__EXERCISE DETAILS__
Rewrite all of the entries below, replacing "Pins" with "Points" wherever it occurs and keeping every other line the same. Leave the pictures out of your answer.

Object pointing dataset entries
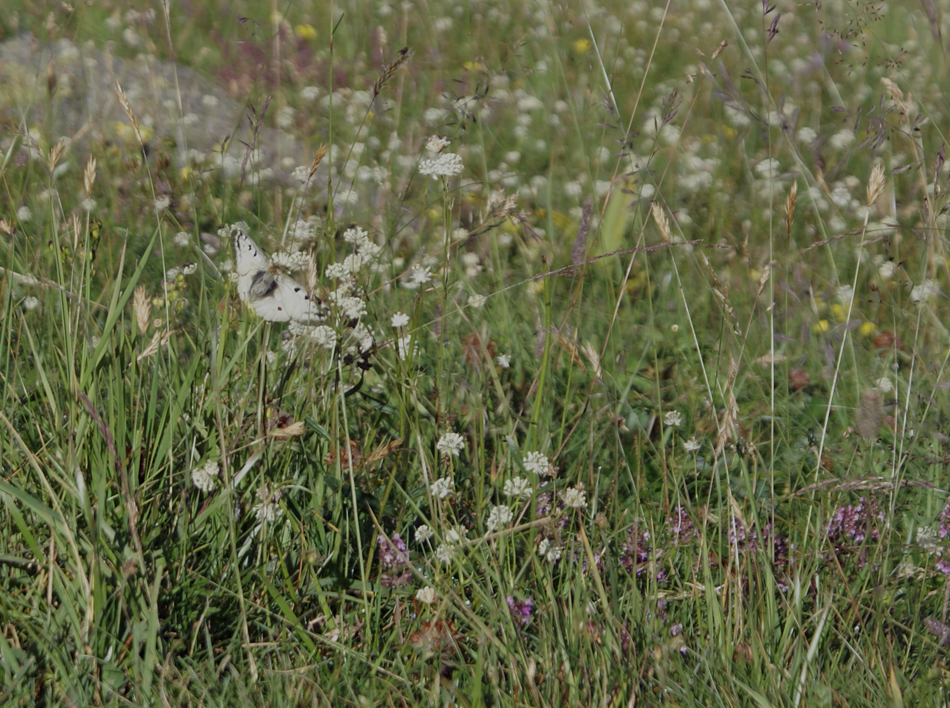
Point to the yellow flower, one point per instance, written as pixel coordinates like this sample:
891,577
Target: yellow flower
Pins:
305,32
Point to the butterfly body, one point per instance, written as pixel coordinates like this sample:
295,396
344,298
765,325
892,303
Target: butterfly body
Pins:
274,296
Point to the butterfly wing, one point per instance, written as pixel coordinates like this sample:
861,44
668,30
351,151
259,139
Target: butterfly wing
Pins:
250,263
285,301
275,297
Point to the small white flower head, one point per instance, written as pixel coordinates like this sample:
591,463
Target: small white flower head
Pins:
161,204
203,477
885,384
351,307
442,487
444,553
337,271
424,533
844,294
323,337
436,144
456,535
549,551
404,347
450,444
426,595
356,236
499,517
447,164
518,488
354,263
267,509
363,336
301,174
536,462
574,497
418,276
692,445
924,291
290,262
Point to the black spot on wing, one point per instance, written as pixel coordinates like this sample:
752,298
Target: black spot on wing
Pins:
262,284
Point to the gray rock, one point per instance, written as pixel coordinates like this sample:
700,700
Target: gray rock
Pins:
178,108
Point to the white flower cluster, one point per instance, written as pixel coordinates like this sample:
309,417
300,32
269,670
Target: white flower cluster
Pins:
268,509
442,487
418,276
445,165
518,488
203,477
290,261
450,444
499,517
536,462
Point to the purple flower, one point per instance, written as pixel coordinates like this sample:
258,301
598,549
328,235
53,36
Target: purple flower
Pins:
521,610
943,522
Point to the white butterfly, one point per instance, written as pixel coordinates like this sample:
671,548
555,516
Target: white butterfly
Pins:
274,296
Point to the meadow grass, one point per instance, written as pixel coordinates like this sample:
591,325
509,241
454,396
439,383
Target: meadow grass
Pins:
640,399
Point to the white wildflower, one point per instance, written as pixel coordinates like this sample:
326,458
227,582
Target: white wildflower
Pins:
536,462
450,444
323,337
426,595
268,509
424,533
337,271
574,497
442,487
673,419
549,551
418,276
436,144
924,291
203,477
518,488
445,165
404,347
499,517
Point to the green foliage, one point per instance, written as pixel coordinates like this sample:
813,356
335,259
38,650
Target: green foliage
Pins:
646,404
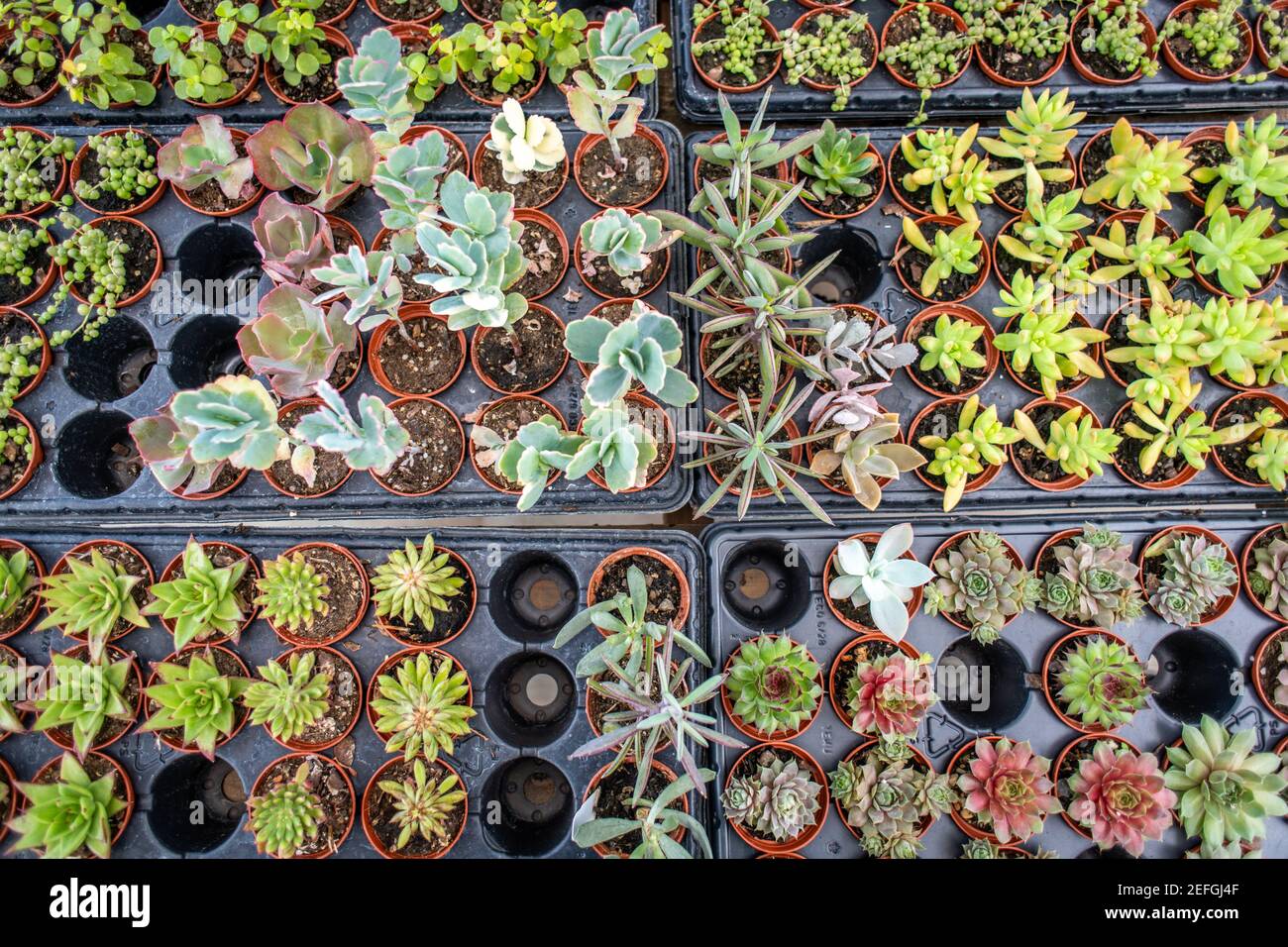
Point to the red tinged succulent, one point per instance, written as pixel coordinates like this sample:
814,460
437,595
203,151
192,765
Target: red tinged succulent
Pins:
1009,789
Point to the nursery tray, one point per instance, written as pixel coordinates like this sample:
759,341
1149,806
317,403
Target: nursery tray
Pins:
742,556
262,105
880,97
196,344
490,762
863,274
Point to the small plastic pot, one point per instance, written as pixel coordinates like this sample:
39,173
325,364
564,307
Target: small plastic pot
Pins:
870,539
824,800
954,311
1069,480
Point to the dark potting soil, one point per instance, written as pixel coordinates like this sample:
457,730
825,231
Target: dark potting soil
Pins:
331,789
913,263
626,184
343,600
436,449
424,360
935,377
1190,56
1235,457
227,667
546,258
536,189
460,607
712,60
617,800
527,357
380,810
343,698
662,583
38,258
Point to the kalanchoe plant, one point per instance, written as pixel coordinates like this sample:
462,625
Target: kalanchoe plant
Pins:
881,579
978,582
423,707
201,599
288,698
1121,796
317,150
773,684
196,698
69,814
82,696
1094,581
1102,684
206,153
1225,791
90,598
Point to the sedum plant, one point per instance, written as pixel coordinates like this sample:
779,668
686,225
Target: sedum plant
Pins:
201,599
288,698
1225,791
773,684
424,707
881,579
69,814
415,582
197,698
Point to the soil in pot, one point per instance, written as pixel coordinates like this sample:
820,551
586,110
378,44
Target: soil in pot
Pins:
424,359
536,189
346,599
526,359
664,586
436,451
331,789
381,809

__SOLVED EXERCISE__
Point to the yellow flower, one point per instance, written as pixel coordinates like this sample:
891,577
Target: yellow flower
Points:
305,32
Point to the butterfly body, one point per instance, written as pixel coordinates like this sample:
295,396
344,298
765,325
892,303
Target: butterfly body
Points:
274,296
Point to the butterfly wing, one point per instance, written as pixel coordinates like this sample:
861,44
668,30
351,151
259,139
Target: butterfly wing
Points:
250,263
285,301
275,297
Point to the small white flower head, one point per instance, written as pixel coordinates like this sample:
591,463
Target: small white flower head
Points:
161,204
203,477
885,384
351,307
442,487
444,553
337,271
424,533
844,294
323,337
436,144
456,535
549,551
404,347
450,444
426,595
356,236
499,517
447,164
518,488
354,263
267,509
363,336
301,174
536,462
574,497
418,276
692,445
924,291
290,262
Point to the black spot on wing, one point per instance, written as pixel coordinates like this sample:
752,298
Target: black spot on wing
Points:
262,284
Point to the gray rock, one point per instance, written as pixel coordinates like this sample:
700,700
Target: gray rock
Points:
178,108
Point to the white flower cluster, one point per instance, written as pixel coordinates like this sample:
309,417
300,32
269,670
Target: white flower cluster
Points:
268,509
442,487
418,276
445,165
518,488
203,477
290,261
450,444
499,517
536,462
Point to the purple flower, one point per instance, written as pixel coordinates like this sample:
258,301
598,549
328,235
53,36
Target: purple flower
Points:
521,610
943,522
Point to the white butterfly, one point per instance, written as pixel coordinates like this sample:
671,548
555,516
Target: white butterfly
Points:
274,296
Point to the meadow grass, one point per instance, written as pixel coordinates like this sample:
591,325
509,241
454,396
439,383
Target: meadow grass
Points:
640,399
Point to the white wildflower, one point per instance, written as pixel coordinates like this sample:
326,458
227,582
Target: white wildflower
Points:
536,462
450,444
323,337
426,595
268,509
424,533
337,271
574,497
442,487
673,419
549,551
418,276
436,144
924,291
203,477
518,488
445,165
404,347
499,517
Point to the green foliage, one point per instance, written as pixel coordinates like this sample:
813,356
335,259
38,650
Target: green foliage
Points:
646,404
Point to the red tinged succulent, one point per instance, written as pixel coordinates like this sample:
814,460
437,595
203,151
192,765
Target: red tinged succulent
Points:
1009,789
Point to the nursery tray, one point per instance, written as pixel coordinates like this sample:
759,341
1149,806
317,403
Target: nursery tray
Points:
742,556
262,105
880,97
196,344
490,762
863,274
Point to the small plastic pot, one point per instance, written as pixel coordinates like this sample:
39,173
325,364
564,307
Target: small plastic pot
Points:
870,539
824,800
954,311
1069,480
Point to the dark potting soil, one point per instance, written as pixel coordinates like this sample:
457,730
825,231
Target: dark potting soil
Points:
331,789
913,263
626,184
343,600
436,449
424,360
935,377
1190,56
1235,457
227,667
546,258
536,189
460,607
712,60
617,800
527,357
380,810
343,698
662,583
38,258
Point to the kalanchoe plant, one point per instance, written as pixel coordinates like this sample:
462,625
Target: kalanchoe plant
Points:
881,579
978,582
423,707
201,599
288,698
1121,796
317,150
773,684
196,698
69,814
82,696
1094,581
1102,684
206,153
1225,791
90,598
Point to the sedum plant, one point per instance, written as pixel coordinates like this sample:
779,668
686,225
Target: sedum plant
Points:
201,599
288,698
1225,791
773,684
424,707
881,579
69,814
415,582
197,698
Point to the soil in pot, one point per instance, written as pixel coordinates like this sample:
820,551
586,110
378,44
Target: soil in pot
Points:
424,359
536,189
346,599
526,359
664,586
436,451
331,789
381,809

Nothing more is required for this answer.